■ **REQUIREMENT**: Copy the listing below line for line, without changes, and leave out the pictures.
## BEGIN
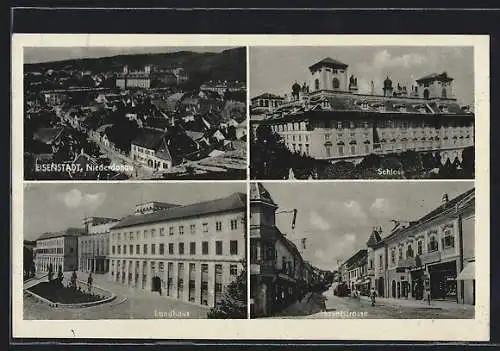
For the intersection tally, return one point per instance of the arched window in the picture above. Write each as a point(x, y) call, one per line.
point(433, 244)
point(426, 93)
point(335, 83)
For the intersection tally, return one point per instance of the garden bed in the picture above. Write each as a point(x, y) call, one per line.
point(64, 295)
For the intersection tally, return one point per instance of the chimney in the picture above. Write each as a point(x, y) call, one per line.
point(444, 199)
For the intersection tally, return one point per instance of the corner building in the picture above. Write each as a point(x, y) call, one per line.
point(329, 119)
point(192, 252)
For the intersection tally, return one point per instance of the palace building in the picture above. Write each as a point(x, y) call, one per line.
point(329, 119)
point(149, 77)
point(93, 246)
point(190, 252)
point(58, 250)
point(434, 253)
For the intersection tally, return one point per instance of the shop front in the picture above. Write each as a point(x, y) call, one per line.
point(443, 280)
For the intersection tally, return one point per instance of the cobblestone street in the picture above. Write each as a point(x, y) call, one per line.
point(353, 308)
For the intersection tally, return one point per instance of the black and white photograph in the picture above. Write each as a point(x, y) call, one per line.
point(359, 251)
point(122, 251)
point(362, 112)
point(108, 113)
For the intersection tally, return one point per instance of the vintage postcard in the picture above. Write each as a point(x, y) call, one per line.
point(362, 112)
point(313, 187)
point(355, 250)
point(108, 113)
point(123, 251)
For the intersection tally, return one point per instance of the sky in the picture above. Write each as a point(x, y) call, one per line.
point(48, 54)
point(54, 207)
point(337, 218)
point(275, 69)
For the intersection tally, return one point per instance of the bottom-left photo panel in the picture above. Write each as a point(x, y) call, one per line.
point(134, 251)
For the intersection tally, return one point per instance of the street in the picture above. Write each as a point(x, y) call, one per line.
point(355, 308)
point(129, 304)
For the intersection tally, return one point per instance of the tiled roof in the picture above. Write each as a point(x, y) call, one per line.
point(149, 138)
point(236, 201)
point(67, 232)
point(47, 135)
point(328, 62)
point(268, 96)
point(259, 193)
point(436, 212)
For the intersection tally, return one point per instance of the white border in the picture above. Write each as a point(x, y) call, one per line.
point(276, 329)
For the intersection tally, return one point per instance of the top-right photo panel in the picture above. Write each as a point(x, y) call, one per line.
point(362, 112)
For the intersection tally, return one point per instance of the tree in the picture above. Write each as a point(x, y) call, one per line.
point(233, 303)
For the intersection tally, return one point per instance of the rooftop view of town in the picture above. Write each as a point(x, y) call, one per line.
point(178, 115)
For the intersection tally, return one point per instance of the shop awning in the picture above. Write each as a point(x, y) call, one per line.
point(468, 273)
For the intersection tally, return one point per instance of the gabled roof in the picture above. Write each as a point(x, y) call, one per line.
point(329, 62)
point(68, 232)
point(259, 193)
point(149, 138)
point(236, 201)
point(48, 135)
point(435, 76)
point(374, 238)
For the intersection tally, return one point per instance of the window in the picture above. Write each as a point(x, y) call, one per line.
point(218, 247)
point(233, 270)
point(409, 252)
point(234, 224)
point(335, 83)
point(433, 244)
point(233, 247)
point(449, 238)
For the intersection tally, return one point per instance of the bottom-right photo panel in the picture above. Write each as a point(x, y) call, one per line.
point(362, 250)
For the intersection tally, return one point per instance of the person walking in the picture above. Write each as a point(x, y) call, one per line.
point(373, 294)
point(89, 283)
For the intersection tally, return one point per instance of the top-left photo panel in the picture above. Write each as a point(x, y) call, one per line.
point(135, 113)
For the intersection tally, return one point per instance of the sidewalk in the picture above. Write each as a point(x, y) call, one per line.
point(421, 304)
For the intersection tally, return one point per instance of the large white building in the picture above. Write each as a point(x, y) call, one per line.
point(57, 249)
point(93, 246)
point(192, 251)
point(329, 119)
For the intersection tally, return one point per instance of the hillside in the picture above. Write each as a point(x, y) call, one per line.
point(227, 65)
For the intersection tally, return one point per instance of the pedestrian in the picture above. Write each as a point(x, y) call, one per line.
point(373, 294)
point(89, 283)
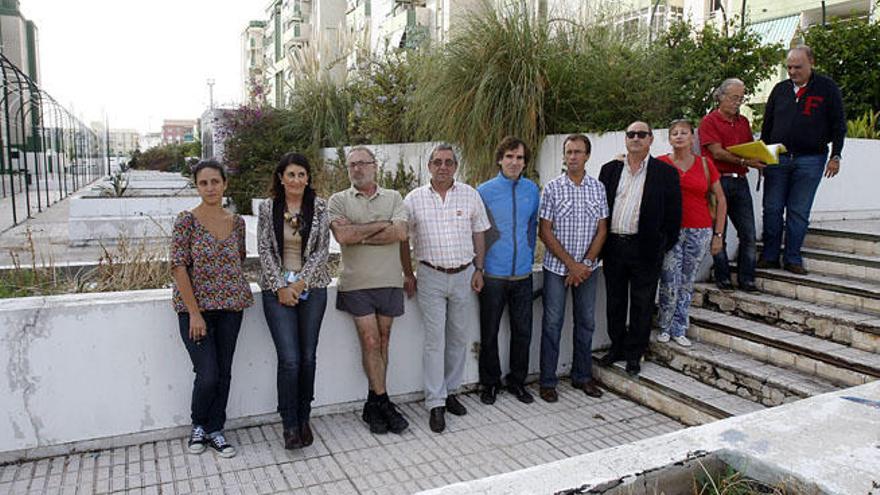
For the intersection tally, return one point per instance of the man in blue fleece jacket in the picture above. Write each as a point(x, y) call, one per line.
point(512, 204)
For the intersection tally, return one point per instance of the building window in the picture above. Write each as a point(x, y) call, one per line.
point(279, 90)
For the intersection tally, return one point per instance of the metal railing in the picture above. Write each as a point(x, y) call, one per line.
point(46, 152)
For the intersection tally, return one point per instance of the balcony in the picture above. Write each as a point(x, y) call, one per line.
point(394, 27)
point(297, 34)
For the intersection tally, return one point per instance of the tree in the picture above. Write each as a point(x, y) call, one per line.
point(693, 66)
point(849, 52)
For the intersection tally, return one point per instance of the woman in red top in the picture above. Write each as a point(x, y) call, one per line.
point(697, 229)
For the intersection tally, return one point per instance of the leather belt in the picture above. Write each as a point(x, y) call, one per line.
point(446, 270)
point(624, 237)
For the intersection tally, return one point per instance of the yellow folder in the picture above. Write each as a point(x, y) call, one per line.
## END
■ **RESULT OF THE TASK**:
For the intersection tally, return one point per instance of the arched window in the picture above. Write each as a point(x, y) call, one per line.
point(433, 244)
point(426, 93)
point(335, 83)
For the intersection tally, return one point per instance of the garden bed in the picture above. Write each as a point(x, y) call, one per line.
point(64, 295)
For the intersection tally, return one point per instance of the chimney in the picture above. Write each as a point(x, y) call, one per line.
point(444, 199)
For the intersection tally, return one point per instance of the corner building in the picture above. Write each as a point(x, y) call, one per line.
point(329, 119)
point(192, 252)
For the intersection tally, return one point per instance of the palace building in the picture above. Write each as a point(x, y) call, one per line.
point(329, 119)
point(149, 77)
point(93, 246)
point(190, 252)
point(58, 250)
point(434, 253)
For the intersection tally, return one point per instance of the shop front in the picture above. Write each as a point(x, y) call, one per line.
point(443, 280)
For the intersection tally, return one point per instance of the cobblestone street in the picture above. Write each as a point(x, y) call, one per line.
point(353, 308)
For the intersection tally, return one point per instance of the black and white photograph in the picture above. Write each as a point(x, y) call, one per line.
point(359, 251)
point(122, 251)
point(362, 112)
point(108, 113)
For the intersection tally, return one point per instance of the vintage postcard in the picture above. Write each as a point(x, y) call, one per line.
point(362, 112)
point(313, 187)
point(355, 250)
point(108, 113)
point(123, 251)
For the intersection tally, return one point per instance of the sky in the picture above. Write each as a point(x, y) call, one per line.
point(48, 54)
point(54, 207)
point(337, 218)
point(275, 69)
For the intersection tally, return one point per instance of the bottom-left photo panel in the picture above. Write each as a point(x, y) call, one per line.
point(134, 251)
For the intersection tally, return one point per instance of the street in the picture above. Write each as a point(x, y) call, one per line.
point(355, 308)
point(129, 304)
For the intersection tally, return one point per instance of the tiled roof in the picture above. Write each as a point(x, y) call, one per line.
point(149, 138)
point(236, 201)
point(67, 232)
point(47, 135)
point(328, 62)
point(268, 96)
point(259, 193)
point(436, 212)
For the intersection tally, return one point per instance of the white border in the picture above. Write each as a point(x, y) call, one per line.
point(276, 329)
For the intersection tally, return one point per instance of the top-right photo panel in the picture above. Write each as a point(x, y) call, one per line.
point(362, 112)
For the intersection tally, return one point per instance of the tree in the picture above. Write each as a point(x, y) call, one per line.
point(233, 303)
For the intersection tally, return one point per instance of the rooftop view of town in the picture above. Write each as a point(x, y) call, one per line.
point(178, 115)
For the intersection tally, return one point per instance of the shop awning in the picture above. Write each as a point(x, y) call, one per line.
point(468, 273)
For the intersection tally, return one point per instance of the gabled roof in the picture above. Write each as a point(x, y) call, one per line.
point(329, 62)
point(68, 232)
point(259, 193)
point(149, 138)
point(236, 201)
point(48, 135)
point(435, 76)
point(374, 238)
For the intersection tally, return one point per instance of the window in the picture above. Write each as a point(x, y) call, one per line.
point(218, 247)
point(233, 270)
point(409, 252)
point(234, 224)
point(335, 83)
point(433, 244)
point(233, 247)
point(449, 238)
For the intersection tally, return one point per instance of the bottom-right photo panel in the picture above. Write each as a point(x, y) call, one per line.
point(362, 250)
For the intersection tally, return one point per instance of the person walking in the picture above. Write each as a point(x, y) call, one per line.
point(373, 294)
point(89, 283)
For the intersection tally, return one point per instance of the top-left photo panel in the picture above. Write each as a point(x, y) call, one per line.
point(135, 113)
For the intersection tally, return one point per instance of the sidewalk in the picture above. Write each as a point(x, y) call, one per line.
point(421, 304)
For the intersection tally, return one point per instance of the large white building in the picture above. Write each as a point(x, y) call, one per line.
point(57, 249)
point(93, 246)
point(192, 251)
point(329, 119)
For the intersection tally, return one point per instance of the hillside in the picture above. Write each as a point(x, y) call, one per line.
point(227, 65)
For the intersection tally, return one point per instance of the pedestrian in the picture above. Write each as a point(x, y) call, one per line.
point(373, 294)
point(89, 283)
For the intersection tally, return one point per instance of the man in blue fleece jacket in the picture above. Write each as a point(x, y) call, one per line.
point(512, 204)
For the intersection tally, return one point per instance of the building window in the picture above. Write each as a point(x, y) call, one per line.
point(279, 90)
For the intersection tally, return one point per instance of the metal railing in the picture above. Write each as a point(x, y) call, one per line.
point(46, 152)
For the intersection tally, return one point per instance of the balcony in the picture above. Write each as a point(x, y) call, one per line.
point(394, 27)
point(297, 34)
For the intersection tally, return one point per instance of the tree in the picture above. Write each as a point(x, y) call, one per line.
point(693, 66)
point(849, 52)
For the intersection tally, return one point per instance of the woman in red top in the picture above. Write each as a point(x, y) call, one per line.
point(697, 229)
For the intersection tally, return one point per instance of the leather belt in the picture above. Write each as a point(x, y) call, one per line.
point(446, 270)
point(624, 237)
For the intersection tally, return one point per instance of the yellow folder in the picture above. Write each as a point(x, y) call, one per line.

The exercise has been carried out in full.